• [Wybrany fragment]:
* * * * * * *

Renata Beger: W sumie, jeżeli nie zrozumie tego władza nasza i unijna, to my jesteśmy bezbronni. Bo cóż możemy zrobić? Wyjść na ulicę, krzyczeć, protestować. A ja wiem, jakie hasło zawsze się powtarza wśród władzy “psy szczekają, karawana jedzie” i ta karawana będzie jechała tak długo, aż nas zniszczy wszystkich. Sprawa dotycząca, chociażby zboża. Po co było to hasło, powiedzenie czy nawet prośba do rolników, żeby przetrzymali zboże u siebie? Przecież to było wiadome, że jeżeli rolnicy u siebie przetrzymają zboże, to wszystkie rynki zbytu zostaną zalane zbożem z Ukrainy. My współczujemy Ukrainie i staramy się, jak tylko możemy im pomóc. Przecież nie na darmo się mówi, że Polska najbardziej pomogła i otworzyliśmy swoje domy. W mojej rodzinie też była Ukrainka i też było wszystko dla niej załatwione, żeby mogła się w Polsce usamodzielnić. I też się tak stało. Ale na litość boską, trochę musimy myśleć i władze też muszą myśleć. Niech słuchają i zapraszają wszystkich związkowców, a nie pojedyncze osoby. Największe związki też nie zawsze myślą tak, jak rolnik myśli i to jest bardzo ważne. Jeżeli by było inaczej powiedziane “sprzedajcie zboże”, to ten rynek my byśmy wtedy zapełnili, a to zboże z Ukrainy przeszłoby przez Polskę. W tej chwili natomiast obojętnie o jakim zbożu byśmy nie mówili, ekologicznym czy w konwencji wszystko to leży u rolnika. Mówimy np. o tym, żeby, że rolnik dostanie dopłatę do pszenicy czy kukurydzy. A ja się pytam, który rolnik np. z mojego województwa sprzedał, chociaż kilogram zboża?

W jakiej kondycji znajduje się polskie rolnictwo?

Ewa Zajączkowska-Hernik: Nawet jeżeli wejdzie dopłata, to i tak skupy automatycznie obniżają ceny, bo wychodzą założenia, że rząd im zrekompensował, więc nie muszą tyle płacić.

Renata Beger: Tak, to prawda, że tak zawsze rynek w ten sposób działa. Przede wszystkim musieliby, chociaż chcieć to zboże, a nie chcą, bo mają pełne magazyny. Także to jest naprawdę bardzo poważny problem. Każde słowo, które jest wypowiedziane przez obojętnie jakiego ministra rolnictwa, musi być bardzo rozważne i przemyślane, ponieważ to oddziałuje na rynek zbytu dla rolników. Rolnicy w tej chwili są w bardzo trudnej sytuacji. Taka trudna sytuacja była na początku lat dziewięćdziesiątych, ale ja myślę, że w tej chwili chyba jest jeszcze gorzej.

Ewa Zajączkowska-Hernik: Jakie będą konsekwencje tej trudnej sytuacji, którą przechodzi polskie rolnictwo?

* * * * * * *

• [Wyświetlona lista]:

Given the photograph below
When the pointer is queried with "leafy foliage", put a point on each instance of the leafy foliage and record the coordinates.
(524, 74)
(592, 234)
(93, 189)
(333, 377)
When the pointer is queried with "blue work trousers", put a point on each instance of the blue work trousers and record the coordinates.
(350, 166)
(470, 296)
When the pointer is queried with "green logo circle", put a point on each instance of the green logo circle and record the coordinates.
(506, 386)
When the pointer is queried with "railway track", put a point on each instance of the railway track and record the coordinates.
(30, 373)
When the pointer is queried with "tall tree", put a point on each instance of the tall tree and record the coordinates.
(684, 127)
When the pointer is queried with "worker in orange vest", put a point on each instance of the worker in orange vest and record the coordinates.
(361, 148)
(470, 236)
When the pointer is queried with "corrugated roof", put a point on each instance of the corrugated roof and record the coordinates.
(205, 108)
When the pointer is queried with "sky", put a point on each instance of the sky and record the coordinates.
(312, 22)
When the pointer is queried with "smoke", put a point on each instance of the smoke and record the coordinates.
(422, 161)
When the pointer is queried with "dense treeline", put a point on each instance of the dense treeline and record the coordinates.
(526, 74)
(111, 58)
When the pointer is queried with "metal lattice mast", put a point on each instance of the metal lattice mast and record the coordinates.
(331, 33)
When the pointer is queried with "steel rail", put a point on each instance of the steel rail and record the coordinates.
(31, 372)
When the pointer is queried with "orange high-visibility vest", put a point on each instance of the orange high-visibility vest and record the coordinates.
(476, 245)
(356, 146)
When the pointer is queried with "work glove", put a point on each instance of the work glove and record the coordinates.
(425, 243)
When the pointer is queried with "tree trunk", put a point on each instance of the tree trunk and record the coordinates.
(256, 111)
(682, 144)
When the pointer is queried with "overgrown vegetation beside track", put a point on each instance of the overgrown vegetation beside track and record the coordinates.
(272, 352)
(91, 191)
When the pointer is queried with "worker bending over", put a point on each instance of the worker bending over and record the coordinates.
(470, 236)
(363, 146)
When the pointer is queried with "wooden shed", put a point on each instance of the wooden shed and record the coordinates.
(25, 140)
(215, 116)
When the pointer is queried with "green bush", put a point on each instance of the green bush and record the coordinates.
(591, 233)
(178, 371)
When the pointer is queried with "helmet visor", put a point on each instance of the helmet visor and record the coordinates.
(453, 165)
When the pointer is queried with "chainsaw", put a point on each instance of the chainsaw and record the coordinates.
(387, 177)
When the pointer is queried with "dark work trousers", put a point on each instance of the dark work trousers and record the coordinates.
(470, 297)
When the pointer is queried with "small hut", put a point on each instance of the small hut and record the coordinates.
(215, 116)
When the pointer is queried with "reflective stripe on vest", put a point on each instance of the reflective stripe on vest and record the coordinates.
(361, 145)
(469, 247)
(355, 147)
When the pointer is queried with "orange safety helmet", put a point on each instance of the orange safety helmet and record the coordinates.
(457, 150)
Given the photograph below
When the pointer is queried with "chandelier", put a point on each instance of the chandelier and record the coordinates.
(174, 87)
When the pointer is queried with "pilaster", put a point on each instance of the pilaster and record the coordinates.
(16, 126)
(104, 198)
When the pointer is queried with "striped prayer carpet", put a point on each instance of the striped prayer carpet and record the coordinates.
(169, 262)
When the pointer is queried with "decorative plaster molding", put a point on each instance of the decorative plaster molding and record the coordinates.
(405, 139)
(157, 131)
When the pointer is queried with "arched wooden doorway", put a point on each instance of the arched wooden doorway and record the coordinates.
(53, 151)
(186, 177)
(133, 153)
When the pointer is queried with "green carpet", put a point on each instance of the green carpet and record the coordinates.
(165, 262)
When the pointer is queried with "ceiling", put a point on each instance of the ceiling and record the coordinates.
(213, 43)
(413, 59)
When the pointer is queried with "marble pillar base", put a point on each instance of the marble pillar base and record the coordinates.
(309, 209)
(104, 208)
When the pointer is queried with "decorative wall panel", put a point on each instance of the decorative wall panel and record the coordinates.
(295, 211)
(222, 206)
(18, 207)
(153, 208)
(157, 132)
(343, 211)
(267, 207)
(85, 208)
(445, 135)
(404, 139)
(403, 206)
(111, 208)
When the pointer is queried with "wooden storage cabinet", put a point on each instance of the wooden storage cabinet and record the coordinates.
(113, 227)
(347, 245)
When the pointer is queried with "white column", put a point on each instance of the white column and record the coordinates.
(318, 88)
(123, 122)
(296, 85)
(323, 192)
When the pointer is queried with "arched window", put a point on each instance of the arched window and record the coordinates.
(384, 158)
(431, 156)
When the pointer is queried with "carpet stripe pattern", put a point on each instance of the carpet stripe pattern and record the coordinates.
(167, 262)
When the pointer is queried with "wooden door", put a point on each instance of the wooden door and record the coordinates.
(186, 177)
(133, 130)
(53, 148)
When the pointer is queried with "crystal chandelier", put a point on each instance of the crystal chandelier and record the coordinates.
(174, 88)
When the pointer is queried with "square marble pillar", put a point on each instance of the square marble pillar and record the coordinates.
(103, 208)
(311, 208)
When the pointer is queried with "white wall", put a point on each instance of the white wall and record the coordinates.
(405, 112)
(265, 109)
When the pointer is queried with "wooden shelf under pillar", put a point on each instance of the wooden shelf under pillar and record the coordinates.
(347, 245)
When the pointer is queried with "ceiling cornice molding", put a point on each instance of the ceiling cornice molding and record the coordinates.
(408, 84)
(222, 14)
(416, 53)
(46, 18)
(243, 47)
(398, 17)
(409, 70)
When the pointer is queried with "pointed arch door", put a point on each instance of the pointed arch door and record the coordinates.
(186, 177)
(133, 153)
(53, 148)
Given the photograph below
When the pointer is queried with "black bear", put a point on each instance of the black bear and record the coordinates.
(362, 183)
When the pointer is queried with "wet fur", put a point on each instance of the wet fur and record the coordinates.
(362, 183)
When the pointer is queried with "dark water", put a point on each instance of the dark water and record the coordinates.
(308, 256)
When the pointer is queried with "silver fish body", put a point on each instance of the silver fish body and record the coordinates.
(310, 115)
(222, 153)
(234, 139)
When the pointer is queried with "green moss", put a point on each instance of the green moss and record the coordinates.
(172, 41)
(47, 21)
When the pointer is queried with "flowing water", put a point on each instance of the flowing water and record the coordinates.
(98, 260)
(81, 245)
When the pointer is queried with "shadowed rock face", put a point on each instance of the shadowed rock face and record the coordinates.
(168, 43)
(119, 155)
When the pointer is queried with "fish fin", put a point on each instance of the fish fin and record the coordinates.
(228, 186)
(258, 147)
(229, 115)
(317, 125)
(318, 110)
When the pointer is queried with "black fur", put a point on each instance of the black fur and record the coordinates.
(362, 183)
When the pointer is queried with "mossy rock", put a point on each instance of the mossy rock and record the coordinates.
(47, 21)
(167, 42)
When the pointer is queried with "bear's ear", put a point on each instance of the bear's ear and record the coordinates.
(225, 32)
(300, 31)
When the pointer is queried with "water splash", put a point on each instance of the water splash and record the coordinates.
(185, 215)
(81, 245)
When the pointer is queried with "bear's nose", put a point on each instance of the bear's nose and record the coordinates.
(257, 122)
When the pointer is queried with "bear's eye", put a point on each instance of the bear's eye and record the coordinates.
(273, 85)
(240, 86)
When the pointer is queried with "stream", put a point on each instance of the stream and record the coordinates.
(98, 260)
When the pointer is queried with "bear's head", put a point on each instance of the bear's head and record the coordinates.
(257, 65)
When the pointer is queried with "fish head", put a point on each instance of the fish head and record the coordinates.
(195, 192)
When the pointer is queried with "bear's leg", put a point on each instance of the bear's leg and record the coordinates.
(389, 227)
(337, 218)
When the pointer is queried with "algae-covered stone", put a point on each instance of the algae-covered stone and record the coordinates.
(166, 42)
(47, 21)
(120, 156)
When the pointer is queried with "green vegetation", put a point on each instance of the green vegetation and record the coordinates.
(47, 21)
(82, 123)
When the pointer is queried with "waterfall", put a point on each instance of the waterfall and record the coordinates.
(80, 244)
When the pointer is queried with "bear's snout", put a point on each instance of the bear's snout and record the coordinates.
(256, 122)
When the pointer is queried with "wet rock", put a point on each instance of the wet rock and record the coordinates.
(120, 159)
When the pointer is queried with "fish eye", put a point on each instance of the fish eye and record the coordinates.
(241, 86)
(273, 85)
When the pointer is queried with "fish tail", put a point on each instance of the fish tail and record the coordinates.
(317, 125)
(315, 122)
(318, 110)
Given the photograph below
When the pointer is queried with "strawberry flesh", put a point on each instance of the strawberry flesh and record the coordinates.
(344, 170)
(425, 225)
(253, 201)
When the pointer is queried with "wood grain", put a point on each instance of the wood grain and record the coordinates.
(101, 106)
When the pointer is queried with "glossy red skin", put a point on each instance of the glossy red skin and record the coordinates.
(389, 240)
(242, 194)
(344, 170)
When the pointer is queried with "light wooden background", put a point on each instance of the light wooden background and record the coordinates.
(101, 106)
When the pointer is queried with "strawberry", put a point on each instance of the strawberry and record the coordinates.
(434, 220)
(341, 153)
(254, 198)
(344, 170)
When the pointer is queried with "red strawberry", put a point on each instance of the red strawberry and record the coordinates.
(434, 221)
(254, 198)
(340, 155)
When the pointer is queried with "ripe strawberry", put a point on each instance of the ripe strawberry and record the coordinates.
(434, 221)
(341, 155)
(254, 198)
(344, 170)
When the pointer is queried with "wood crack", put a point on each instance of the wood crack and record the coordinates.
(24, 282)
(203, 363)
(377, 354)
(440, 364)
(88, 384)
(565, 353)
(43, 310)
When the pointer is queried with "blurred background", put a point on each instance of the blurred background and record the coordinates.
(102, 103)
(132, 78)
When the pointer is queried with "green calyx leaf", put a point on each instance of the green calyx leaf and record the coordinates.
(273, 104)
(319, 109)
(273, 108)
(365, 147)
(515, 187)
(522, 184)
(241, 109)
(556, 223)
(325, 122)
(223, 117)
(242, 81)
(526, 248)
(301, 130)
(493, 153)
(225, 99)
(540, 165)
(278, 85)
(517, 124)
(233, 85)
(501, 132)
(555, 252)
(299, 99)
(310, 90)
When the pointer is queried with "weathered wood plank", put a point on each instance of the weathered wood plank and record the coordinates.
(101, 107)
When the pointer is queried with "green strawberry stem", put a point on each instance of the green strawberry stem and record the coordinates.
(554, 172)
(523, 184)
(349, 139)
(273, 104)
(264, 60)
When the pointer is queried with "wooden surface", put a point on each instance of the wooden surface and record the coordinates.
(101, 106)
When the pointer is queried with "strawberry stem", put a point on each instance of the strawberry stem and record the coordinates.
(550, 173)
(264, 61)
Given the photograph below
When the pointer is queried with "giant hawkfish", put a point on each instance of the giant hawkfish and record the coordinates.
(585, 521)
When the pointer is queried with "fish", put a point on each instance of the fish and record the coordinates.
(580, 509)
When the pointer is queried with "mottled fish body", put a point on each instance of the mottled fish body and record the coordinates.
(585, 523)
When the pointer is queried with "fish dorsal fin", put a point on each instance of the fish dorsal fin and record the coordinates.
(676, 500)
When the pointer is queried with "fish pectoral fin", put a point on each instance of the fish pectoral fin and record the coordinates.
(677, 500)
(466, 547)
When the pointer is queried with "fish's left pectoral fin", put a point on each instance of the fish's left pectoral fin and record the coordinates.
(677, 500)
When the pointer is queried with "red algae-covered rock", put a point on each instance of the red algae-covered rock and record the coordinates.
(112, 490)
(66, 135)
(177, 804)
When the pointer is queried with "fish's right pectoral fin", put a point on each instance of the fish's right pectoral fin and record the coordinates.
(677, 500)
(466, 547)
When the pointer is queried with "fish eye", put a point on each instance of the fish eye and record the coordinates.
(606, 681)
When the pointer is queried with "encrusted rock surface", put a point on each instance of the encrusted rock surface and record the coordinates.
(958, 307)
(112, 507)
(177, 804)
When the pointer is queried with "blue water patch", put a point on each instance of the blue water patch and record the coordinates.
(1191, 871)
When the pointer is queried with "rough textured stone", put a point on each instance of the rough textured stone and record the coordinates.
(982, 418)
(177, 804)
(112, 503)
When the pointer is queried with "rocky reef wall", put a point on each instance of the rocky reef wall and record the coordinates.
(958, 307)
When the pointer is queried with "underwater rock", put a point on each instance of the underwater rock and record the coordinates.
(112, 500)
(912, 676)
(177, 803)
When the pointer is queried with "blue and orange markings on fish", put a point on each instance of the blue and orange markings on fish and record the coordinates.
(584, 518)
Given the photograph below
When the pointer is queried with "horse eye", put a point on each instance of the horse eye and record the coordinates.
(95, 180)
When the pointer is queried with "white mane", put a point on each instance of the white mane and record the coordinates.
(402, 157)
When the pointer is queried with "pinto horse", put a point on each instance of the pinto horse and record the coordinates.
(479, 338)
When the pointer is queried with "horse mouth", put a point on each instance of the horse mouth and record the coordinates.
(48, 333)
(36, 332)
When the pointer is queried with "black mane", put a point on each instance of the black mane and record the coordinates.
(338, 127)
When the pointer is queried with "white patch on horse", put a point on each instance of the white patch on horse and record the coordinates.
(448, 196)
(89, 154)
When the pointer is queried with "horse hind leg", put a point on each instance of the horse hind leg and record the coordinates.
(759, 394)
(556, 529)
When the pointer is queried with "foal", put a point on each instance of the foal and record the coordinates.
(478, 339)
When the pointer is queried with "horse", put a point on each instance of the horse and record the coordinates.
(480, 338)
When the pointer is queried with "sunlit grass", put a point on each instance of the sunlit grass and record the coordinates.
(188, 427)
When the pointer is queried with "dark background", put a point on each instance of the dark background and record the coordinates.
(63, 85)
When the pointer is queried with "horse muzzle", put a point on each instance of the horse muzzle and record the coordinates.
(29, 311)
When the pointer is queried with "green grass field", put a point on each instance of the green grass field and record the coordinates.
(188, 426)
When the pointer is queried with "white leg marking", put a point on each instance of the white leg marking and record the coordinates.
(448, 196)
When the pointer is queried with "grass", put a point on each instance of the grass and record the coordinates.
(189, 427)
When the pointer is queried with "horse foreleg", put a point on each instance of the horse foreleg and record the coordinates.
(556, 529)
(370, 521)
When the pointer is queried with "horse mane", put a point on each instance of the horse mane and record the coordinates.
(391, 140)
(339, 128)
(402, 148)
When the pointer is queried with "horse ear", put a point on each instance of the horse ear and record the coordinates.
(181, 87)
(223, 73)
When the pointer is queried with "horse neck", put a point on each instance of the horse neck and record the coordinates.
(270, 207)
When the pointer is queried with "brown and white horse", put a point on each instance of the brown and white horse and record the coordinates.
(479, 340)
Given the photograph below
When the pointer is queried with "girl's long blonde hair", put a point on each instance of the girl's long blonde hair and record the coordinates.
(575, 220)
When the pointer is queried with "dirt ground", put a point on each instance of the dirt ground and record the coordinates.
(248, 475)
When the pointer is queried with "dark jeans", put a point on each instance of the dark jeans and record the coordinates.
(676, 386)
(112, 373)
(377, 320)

* * * * * * *

• [Do wykonania]:
a) Wypisz wszystkie zdania z rozmowy o rolnictwie, które kończą się znakiem zapytania.
b) Przepisz bez zmian ten fragment rozmowy o rolnictwie, który zaczyna się od słów zawierających "Ewa Zajączkowska-Hernik: Nawet", a kończy na "jest jeszcze gorzej.".

• [Wyniki zadań]:
a)
Bo cóż możemy zrobić?
Po co było to hasło, powiedzenie czy nawet prośba do rolników, żeby przetrzymali zboże u siebie?
A ja się pytam, który rolnik np. z mojego województwa sprzedał, chociaż kilogram zboża?
W jakiej kondycji znajduje się polskie rolnictwo?
Jakie będą konsekwencje tej trudnej sytuacji, którą przechodzi polskie rolnictwo?

b)
Ewa Zajączkowska-Hernik: Nawet jeżeli wejdzie dopłata, to i tak skupy automatycznie obniżają ceny, bo wychodzą założenia, że rząd im zrekompensował, więc nie muszą tyle płacić.

Renata Beger: Tak, to prawda, że tak zawsze rynek w ten sposób działa. Przede wszystkim musieliby, chociaż chcieć to zboże, a nie chcą, bo mają pełne magazyny. Także to jest naprawdę bardzo poważny problem. Każde słowo, które jest wypowiedziane przez obojętnie jakiego ministra rolnictwa, musi być bardzo rozważne i przemyślane, ponieważ to oddziałuje na rynek zbytu dla rolników. Rolnicy w tej chwili są w bardzo trudnej sytuacji. Taka trudna sytuacja była na początku lat dziewięćdziesiątych, ale ja myślę, że w tej chwili chyba jest jeszcze gorzej.